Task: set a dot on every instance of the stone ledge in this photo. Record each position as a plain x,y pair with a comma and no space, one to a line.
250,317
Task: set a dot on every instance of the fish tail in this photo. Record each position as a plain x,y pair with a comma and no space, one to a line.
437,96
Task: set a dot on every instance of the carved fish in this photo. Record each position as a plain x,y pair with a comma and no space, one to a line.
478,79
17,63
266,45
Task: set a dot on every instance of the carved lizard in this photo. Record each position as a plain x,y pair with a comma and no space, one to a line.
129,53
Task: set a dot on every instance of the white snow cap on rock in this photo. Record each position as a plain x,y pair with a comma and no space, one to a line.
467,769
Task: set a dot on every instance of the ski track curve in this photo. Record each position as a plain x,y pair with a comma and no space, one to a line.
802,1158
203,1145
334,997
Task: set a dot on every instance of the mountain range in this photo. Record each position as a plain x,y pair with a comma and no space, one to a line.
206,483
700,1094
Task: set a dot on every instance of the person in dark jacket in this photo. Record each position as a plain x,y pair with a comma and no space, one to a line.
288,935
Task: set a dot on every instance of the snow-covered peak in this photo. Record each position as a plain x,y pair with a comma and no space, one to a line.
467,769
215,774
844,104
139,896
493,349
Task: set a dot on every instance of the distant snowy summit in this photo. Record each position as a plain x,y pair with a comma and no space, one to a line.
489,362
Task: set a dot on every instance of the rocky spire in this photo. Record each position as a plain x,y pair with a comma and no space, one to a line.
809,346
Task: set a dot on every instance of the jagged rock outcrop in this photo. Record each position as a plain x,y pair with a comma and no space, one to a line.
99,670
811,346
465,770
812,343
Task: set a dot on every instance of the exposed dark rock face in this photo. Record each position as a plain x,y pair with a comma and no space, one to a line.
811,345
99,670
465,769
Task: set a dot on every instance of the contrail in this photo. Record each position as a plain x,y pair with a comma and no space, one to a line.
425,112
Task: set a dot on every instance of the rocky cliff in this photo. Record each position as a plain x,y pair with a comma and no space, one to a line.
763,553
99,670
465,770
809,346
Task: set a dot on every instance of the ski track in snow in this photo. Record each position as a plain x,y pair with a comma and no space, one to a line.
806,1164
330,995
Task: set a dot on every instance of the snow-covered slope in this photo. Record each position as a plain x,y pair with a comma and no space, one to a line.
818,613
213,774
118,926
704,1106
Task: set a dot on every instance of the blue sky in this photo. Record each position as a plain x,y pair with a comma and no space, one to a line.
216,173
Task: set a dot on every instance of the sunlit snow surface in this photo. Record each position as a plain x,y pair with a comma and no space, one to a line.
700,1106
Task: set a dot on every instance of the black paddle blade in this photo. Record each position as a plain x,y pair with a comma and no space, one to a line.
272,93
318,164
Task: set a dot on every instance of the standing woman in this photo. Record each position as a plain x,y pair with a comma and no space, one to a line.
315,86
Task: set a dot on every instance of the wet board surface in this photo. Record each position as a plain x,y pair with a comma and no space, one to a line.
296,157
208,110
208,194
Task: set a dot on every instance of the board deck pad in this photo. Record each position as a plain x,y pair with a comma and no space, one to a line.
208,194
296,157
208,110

:::

* [WHAT THE TASK REQUIRES]: Write every record out again, unaltered.

* [ANSWER TO THE PROBLEM]:
Task: set a dot on every instance of the stone ledge in this photo. Record each position as a plain x,y pair with a comma and no space, one to a line.
250,317
Task: set a dot on every instance of the fish tail in this photo. Record each position as a plain x,y pair with a comma and no space, one to a line.
437,96
Task: set a dot on every instance of the carved fish in this photo. Record each position as a plain x,y pair with a comma and no space, one to a line.
478,79
17,63
266,45
Task: set a dot on every instance of the carved lizard in this photo. Record each position as a plain x,y pair with a comma and no space, one to a line.
129,53
Task: set a dot on every instance of the white snow cap on rock in this photo. Record each position as a plain x,y pair with a comma and no space, one to a line.
467,769
Task: set a dot on every instance of the ski track curve in this photo. Record each position as a plain x,y pair with a comma and no space, one to a line.
802,1158
203,1145
334,997
Task: set a dot on every instance of the mountain range in this photo. Record each position as a plain x,y pair with a comma and no space, one to a line.
206,483
700,1094
Task: set a dot on every instance of the person in dark jacket in this photo. Record each position as a plain x,y pair with a comma and no space, one to a line.
288,935
Task: set a dot on every instance of the snow-covered peak in this photo. Record each position as a plain x,y pair with a comma and no space, one to a line.
467,769
215,774
844,104
139,896
493,349
Task: set a dot on every instance of the distant snowy summit in this photo. Record each position as a plain x,y pair with a comma and no space, one to a line.
489,362
Task: set a dot on every instance of the rocky spire in this photo. Record each position as a plain x,y pair with a comma and no space, one to a line.
809,346
Task: set a dot on every instance of the jagged rock outcrop in this photo. Record each position as a plain x,y pair with a comma and no space, one to a line.
99,670
811,346
465,770
812,343
Task: set a dot on every instance of the exposed dark rock face in this photo. Record each position as a plain x,y pair with a comma and no space, one to a line.
811,345
99,670
465,769
Task: set a dot on every instance of the contrail in this photo. Record each position as a plain x,y pair with a comma and no space, one to a line.
425,112
Task: set a dot on every instance of the rocky cliff in this photo. Record each position as a plain x,y pair with a comma and no space, one to a line.
763,553
99,670
465,770
809,346
Task: set a dot on every instance of the ski track in snow in this photo. Record each position as a plain x,y pair with a comma and no space, one to a line.
806,1164
330,995
Task: set a dot on every instance of the snow-covered slope in this photo. Record each position as a plain x,y pair with a comma and no space, one to a line.
818,613
213,774
118,926
704,1106
Task: set a dot on every instance of the blue sky in this photo. Record each position as a plain x,y pair with a comma and no space, one to a line.
216,173
Task: set a dot on every instance of the sunlit snow surface in this photo. Record each position as a plain x,y pair with a comma and no space, one to a line.
700,1106
Task: set a dot on every instance of the black paddle blade in this photo. Record each position as a plain x,y pair with a comma and no space, one to a line.
272,93
318,164
Task: set a dot on every instance of the standing woman in this photo. Record each position as a plain x,y pair with a comma and no space, one to a line.
315,86
Task: set a dot on every instance of the wet board surface in this photo. Record each position as a plain x,y pair with a comma and no space, one to a line.
296,157
208,110
208,194
Task: set a dot on every instance of the board deck pad in this photo. Record each position as a plain x,y pair with a comma and no space, one to a line.
208,194
296,157
208,110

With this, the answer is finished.